[DATASET RECORDS Boundary: Start]

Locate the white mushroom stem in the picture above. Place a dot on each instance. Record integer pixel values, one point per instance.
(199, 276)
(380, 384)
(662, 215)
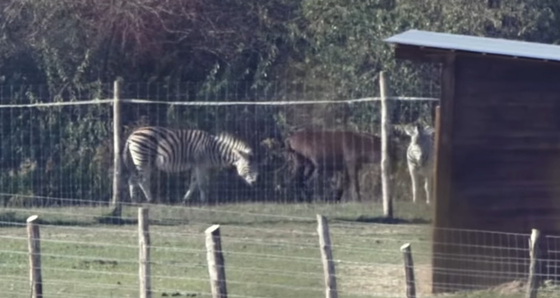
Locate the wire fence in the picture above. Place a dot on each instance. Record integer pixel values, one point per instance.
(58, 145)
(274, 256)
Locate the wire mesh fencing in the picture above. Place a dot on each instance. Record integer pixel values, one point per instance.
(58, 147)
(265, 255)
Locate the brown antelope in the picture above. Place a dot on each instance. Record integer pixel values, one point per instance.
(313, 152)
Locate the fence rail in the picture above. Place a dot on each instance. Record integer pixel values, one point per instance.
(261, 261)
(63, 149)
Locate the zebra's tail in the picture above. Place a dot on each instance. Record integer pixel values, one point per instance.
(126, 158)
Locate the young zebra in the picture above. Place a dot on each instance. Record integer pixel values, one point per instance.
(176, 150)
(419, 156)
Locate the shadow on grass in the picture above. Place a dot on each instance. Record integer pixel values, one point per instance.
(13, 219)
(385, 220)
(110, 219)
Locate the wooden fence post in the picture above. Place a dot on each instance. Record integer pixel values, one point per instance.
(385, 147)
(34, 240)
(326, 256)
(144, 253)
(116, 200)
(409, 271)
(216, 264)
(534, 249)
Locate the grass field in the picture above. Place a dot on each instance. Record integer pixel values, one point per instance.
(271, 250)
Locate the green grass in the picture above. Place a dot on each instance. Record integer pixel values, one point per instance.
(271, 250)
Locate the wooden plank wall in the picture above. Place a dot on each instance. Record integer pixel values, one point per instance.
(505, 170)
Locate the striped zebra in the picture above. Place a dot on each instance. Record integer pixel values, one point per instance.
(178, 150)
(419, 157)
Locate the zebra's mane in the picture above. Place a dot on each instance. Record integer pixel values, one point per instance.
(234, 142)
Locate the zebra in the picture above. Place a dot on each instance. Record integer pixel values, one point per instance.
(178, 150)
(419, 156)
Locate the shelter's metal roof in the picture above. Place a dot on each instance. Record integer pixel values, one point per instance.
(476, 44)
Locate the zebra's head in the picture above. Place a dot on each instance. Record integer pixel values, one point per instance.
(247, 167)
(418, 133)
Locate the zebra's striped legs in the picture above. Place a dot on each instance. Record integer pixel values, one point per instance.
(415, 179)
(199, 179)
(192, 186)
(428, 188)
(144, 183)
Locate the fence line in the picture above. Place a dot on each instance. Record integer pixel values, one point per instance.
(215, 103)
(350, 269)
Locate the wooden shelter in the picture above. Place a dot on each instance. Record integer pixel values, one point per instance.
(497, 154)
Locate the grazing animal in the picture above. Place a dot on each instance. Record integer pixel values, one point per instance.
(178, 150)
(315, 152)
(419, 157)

[DATASET RECORDS Boundary: End]
[DATASET RECORDS Boundary: Start]

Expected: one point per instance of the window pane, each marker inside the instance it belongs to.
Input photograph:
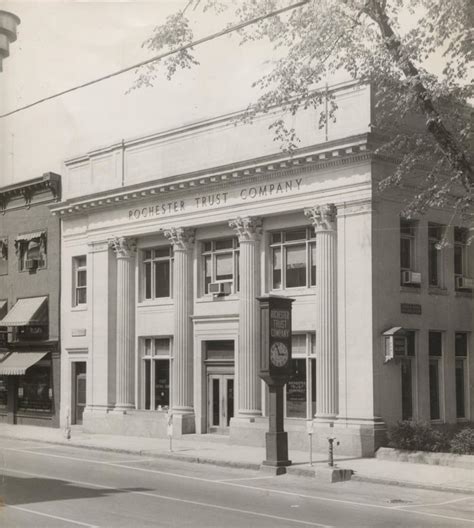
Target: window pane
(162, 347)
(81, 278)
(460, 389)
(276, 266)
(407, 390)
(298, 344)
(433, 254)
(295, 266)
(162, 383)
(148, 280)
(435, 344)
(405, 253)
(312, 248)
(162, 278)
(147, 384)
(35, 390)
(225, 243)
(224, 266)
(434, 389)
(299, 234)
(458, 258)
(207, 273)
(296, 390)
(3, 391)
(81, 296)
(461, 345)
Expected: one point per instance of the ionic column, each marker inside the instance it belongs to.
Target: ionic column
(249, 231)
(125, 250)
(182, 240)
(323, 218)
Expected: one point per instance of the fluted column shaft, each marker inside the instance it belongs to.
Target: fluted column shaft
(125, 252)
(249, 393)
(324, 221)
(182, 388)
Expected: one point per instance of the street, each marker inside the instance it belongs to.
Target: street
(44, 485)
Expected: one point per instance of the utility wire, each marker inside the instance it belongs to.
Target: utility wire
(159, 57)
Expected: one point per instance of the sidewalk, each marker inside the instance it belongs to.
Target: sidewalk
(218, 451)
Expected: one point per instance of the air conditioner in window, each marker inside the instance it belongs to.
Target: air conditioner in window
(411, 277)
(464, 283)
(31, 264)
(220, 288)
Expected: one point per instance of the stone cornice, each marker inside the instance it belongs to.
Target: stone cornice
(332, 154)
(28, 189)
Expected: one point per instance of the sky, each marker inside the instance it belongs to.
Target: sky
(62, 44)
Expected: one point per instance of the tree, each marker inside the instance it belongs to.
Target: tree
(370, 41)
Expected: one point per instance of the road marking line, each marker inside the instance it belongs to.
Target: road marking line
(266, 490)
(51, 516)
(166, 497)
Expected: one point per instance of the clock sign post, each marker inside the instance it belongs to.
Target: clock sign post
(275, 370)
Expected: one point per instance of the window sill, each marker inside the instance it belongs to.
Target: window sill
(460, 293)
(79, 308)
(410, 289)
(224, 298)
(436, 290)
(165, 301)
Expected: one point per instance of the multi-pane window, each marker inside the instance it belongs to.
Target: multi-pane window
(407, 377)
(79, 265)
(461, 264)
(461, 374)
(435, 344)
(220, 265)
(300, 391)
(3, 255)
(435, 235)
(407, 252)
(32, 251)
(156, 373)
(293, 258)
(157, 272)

[DATASET RECORDS Boundary: End]

- **TASK GOAL**: Could you transcribe the entries above word for word, from the line with "Expected: one point per instance of the ionic" down to the line with "Expected: one point per instance of the sidewalk, each", keeping both?

- **FINISHED TASK**:
Expected: one point per instance of the ionic column, each marker inside the instance it belongs to.
Target: ionic column
(249, 231)
(125, 250)
(182, 240)
(323, 218)
Expected: one point per instance of the fluted column shaft, each marker inside the instance it belongs to.
Target: fluted column shaft
(125, 252)
(249, 393)
(324, 221)
(182, 388)
Expected: one point per instance of the street, each marker inside the instance it belongs to.
Target: street
(44, 485)
Expected: one point per instance of the utility wire, each marker inside the instance it belongs to.
Target: utility wire
(159, 57)
Expected: one point per instance of the sidewalk, each marker inside the instance it belongs to.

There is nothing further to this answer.